WHAT YOU WILL DO –
a – From the currency market report below, quote the passage that begins with the words "The dollar has" and ends with the words "world's reserve currency.".
b – In the currency market report below, what was the highest level the euro touched?
c – Pick up the currency market report below where it stops and keep writing.

The dollar fell to fresh lows for the year today as a cocktail of comments by policy makers fed into dollar-bearish sentiment, although options-related trade blocked the euro's path to $1.50.
The euro touched its highest level in 14 months at $1.4994, a hair's breadth short of $1.5000 as traders reported talk of options barriers at and around that level with expiries in Tokyo and New York trading time.
Dealers said Japanese exporters also joined the selling, after the dollar failed to extend a recent rebound against the yen, and the Australian dollar pierced $0.9300 for the first time in 14 months after hawkish comments from the central bank.
"In addition to options-related trading, the market seems to have taken it as OK to test higher levels on the euro as there were no strong comments about euro strength from the eurozone financial ministers meeting," said Kazuyuki Kato, treasury department manager at Mizuho Trust & Banking.
Some traders in Asia had trimmed long euro positions yesterday ahead of a meeting of euro zone finance ministers and European Central Bank president Jean-Claude Trichet, in case they came out against the euro's recent appreciation.
In the event Mr Trichet discussed FX rates with the ministers but then just repeated the line that he had no reason for doubt when US officials said a strong dollar was in US interests.
The dollar has been under sustained pressure this year due to expectations for low US interest rates and questions about its status as the world's reserve currency.

DATA SECTION –
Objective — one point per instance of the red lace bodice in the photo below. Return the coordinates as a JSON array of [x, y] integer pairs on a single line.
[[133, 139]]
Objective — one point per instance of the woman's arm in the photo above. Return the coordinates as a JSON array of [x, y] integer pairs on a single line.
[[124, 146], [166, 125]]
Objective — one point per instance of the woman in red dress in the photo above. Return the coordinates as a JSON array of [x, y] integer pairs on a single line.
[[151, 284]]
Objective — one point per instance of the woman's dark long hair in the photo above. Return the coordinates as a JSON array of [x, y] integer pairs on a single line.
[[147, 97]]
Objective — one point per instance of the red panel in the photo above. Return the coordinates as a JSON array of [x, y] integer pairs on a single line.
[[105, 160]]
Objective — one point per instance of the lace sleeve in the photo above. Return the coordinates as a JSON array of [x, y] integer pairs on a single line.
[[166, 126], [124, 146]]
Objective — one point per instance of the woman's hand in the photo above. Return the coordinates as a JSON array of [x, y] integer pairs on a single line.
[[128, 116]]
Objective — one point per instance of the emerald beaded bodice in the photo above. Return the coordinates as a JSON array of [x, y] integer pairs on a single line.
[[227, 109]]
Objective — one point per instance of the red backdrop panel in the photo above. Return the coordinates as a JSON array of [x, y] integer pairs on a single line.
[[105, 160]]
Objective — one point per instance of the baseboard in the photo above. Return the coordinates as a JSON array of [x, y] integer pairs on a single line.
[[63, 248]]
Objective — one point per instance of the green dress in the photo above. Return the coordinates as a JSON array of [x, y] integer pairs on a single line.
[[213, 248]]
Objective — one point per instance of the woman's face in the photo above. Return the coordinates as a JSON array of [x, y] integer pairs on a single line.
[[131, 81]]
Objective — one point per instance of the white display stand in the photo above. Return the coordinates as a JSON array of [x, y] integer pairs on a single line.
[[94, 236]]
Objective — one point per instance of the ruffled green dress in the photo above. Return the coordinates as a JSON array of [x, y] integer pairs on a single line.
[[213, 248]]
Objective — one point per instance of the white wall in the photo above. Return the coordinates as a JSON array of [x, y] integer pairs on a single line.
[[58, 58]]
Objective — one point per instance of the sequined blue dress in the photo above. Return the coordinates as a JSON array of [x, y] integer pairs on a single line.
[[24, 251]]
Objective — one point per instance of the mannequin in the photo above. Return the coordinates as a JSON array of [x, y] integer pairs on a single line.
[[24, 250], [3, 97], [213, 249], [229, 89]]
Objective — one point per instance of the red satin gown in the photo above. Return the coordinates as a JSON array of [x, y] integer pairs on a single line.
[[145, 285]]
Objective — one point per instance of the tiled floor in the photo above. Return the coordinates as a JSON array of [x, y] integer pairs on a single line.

YOUR RESPONSES –
a –
The dollar has been under sustained pressure this year due to expectations for low US interest rates and questions about its status as the world's reserve currency.

b – $1.4994, its highest in 14 months.

c –
Federal Reserve chairman Ben Bernanke called yesterday for action on global imbalances, saying China and other Asian nations were looking more seriously at rebalancing than in the past but some issues could be addressed through greater FX flexibility.
"The mention of global imbalances should imply a weak dollar," said Masafumi Yamamoto, chief FX strategist Japan at Barclays Capital.
The dollar index, a measure of its strength against six major currencies, fell 0.5 per cent to 75.158 after dipping as far as 75.117, its lowest in 14 months.
After failing to breach $1.50 in Asian trade, the euro steadied at $1.4978. Traders said there seemed to be a large amount of euro/dollar options at $1.50 with expiries thought to be at 1400 GMT in New York.
Against the yen, the dollar fell 0.5 per cent to 90.15 yen with Japanese exporters choosing to convert dollars to yen after the greenback failed to get above 91.00, traders said.
Traders said comments by Japanese finance minister Hirohisa Fujii that dollar weakness was due to US monetary easing were used as an excuse to sell the dollar into stop-loss sell orders below Y90.30, helping push it lower still.
Stock markets around the region were also up after US shares rose to fresh 12-month highs yesterday as optimistic investors rode a wave of solid quarterly earnings.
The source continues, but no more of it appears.